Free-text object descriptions
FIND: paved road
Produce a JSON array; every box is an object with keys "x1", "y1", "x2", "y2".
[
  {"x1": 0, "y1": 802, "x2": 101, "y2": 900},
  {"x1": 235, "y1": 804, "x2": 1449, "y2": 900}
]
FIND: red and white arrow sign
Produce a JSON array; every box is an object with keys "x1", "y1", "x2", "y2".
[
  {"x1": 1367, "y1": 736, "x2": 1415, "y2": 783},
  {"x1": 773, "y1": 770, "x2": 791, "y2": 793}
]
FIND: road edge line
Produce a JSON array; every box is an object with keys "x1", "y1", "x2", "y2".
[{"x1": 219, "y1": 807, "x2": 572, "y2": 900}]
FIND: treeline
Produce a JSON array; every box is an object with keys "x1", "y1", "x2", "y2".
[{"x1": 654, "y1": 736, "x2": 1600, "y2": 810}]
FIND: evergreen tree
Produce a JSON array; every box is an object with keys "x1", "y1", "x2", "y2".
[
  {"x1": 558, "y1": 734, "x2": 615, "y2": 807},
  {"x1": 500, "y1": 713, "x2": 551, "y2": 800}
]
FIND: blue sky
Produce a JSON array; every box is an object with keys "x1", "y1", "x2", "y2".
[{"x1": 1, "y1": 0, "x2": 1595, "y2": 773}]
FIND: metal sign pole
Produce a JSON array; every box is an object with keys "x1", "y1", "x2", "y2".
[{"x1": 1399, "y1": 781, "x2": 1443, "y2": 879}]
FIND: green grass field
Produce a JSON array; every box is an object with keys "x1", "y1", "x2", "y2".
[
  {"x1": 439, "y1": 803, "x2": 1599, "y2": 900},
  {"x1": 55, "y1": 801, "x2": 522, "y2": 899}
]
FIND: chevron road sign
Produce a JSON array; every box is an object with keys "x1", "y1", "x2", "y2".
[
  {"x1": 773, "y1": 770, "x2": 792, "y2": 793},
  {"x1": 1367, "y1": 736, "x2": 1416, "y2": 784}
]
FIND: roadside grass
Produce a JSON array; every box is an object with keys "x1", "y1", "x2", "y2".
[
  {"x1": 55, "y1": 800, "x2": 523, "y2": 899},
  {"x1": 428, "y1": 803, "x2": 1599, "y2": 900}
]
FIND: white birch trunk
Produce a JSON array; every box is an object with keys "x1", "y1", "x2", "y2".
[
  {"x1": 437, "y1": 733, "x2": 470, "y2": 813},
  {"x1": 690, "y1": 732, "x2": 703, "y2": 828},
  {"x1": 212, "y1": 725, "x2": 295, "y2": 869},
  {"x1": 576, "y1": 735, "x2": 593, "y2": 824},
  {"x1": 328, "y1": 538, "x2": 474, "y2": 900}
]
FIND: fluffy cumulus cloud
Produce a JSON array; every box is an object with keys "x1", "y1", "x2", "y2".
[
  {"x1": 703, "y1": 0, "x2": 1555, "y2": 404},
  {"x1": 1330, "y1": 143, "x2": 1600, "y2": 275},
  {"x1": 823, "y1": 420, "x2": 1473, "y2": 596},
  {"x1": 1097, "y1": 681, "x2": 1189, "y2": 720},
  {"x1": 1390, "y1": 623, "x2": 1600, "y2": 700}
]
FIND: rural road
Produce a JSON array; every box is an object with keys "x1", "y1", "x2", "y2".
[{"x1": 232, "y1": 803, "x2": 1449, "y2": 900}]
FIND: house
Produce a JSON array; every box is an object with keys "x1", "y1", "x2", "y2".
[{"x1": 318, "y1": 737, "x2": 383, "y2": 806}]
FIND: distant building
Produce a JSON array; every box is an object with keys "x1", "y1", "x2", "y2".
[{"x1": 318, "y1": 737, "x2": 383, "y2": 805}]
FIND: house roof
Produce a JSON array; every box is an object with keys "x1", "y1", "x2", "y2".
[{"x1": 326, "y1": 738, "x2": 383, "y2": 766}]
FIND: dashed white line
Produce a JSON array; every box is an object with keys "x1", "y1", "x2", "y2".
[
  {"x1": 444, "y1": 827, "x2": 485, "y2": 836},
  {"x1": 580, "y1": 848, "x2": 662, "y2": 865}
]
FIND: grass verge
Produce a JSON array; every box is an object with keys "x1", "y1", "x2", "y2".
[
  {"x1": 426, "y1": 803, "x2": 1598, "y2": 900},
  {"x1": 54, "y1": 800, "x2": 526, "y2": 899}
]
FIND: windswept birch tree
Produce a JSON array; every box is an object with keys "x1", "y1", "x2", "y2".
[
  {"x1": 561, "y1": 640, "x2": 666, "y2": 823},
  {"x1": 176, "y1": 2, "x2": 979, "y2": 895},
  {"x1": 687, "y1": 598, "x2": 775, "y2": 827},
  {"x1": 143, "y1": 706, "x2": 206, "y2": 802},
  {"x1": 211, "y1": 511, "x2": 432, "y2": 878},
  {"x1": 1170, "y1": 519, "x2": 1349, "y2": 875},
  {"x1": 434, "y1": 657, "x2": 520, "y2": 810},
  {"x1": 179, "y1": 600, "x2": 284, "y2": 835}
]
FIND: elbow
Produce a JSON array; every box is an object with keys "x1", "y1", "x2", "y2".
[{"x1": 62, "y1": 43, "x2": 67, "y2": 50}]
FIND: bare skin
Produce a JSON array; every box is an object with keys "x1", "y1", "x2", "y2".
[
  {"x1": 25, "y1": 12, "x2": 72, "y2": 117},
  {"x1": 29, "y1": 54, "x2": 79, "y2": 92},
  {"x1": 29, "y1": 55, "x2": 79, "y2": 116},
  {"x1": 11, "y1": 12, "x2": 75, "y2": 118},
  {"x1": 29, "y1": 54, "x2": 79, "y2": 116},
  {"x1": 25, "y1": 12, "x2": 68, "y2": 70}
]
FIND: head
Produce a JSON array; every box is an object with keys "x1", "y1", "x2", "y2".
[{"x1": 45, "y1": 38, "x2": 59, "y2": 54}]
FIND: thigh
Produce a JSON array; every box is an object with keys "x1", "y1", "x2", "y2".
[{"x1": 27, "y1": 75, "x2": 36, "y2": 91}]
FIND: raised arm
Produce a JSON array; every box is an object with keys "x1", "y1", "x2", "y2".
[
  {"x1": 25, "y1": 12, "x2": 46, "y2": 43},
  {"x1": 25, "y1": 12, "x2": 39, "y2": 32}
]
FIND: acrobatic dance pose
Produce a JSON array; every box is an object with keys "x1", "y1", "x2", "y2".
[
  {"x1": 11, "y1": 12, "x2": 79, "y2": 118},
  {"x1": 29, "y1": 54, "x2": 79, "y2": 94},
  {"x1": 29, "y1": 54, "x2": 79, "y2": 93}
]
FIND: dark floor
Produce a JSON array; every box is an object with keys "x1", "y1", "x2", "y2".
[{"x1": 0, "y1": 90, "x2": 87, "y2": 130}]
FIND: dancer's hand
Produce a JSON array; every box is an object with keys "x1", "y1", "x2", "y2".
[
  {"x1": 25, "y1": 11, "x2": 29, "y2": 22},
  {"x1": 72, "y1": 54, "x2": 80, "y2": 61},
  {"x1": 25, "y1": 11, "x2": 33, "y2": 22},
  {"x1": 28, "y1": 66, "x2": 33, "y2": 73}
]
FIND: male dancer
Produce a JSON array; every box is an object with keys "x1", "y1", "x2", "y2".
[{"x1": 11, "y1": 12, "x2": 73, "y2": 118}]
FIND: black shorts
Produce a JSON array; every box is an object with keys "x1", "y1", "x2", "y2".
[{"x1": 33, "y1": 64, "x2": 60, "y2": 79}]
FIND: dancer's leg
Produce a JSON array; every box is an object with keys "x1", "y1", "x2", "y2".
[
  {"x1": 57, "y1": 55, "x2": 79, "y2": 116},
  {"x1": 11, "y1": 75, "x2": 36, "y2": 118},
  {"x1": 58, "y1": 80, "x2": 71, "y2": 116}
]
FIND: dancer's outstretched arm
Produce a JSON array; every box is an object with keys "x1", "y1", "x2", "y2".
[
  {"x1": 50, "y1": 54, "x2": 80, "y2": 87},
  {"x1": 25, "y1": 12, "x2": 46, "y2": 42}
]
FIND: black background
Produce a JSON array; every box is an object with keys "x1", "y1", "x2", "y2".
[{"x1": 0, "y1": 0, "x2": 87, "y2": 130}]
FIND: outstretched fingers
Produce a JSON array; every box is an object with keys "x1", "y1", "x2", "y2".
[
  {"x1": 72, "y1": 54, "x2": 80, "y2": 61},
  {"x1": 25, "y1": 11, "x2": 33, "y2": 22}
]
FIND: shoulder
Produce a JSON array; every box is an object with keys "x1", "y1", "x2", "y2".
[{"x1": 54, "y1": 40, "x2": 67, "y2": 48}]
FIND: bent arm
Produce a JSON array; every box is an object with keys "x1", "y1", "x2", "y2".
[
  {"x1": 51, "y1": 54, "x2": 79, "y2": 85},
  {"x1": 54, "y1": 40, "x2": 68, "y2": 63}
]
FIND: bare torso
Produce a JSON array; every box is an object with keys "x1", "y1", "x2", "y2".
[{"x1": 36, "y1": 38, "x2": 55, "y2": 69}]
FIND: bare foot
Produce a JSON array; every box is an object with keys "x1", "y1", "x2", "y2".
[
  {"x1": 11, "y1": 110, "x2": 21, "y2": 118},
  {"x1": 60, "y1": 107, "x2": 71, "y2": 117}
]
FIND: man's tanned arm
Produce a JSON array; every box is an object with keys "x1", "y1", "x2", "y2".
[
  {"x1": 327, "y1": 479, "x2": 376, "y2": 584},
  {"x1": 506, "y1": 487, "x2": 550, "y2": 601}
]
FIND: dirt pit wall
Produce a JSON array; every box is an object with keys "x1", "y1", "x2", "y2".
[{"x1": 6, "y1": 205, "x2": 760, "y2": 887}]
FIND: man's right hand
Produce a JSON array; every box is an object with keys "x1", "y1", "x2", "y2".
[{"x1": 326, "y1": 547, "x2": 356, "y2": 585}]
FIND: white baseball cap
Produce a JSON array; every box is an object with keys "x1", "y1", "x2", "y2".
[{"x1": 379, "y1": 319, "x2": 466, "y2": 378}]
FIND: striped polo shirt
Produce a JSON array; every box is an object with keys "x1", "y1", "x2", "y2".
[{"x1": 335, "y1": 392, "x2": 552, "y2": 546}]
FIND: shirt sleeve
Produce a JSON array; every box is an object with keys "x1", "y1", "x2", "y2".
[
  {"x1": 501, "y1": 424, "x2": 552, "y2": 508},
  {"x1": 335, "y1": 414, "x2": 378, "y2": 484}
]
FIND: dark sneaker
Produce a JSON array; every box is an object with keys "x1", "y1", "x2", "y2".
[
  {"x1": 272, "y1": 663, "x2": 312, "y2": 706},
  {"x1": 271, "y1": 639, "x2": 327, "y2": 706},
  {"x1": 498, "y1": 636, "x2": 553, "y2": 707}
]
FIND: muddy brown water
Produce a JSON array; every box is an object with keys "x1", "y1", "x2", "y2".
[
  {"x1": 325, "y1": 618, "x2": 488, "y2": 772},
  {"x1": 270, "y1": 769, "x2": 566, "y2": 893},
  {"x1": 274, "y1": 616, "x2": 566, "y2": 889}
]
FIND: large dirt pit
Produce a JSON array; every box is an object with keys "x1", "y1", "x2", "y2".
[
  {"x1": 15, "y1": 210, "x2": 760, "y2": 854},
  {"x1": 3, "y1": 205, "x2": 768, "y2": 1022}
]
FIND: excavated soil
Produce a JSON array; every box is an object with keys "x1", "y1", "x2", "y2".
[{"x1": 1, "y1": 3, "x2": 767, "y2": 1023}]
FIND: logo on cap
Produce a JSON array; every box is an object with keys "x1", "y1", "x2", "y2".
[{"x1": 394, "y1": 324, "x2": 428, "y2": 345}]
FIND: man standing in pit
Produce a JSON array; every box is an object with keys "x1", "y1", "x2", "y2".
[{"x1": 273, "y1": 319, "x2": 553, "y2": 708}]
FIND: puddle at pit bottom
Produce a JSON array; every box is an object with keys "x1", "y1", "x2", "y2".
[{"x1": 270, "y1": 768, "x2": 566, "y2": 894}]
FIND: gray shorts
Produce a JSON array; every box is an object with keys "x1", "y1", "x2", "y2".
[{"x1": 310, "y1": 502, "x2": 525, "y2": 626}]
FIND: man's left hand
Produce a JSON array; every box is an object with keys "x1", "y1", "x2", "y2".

Exercise description
Every line above that holds the string "birch" should be copied into the answer.

Task output
FIND: white birch trunk
FIND: windswept birch tree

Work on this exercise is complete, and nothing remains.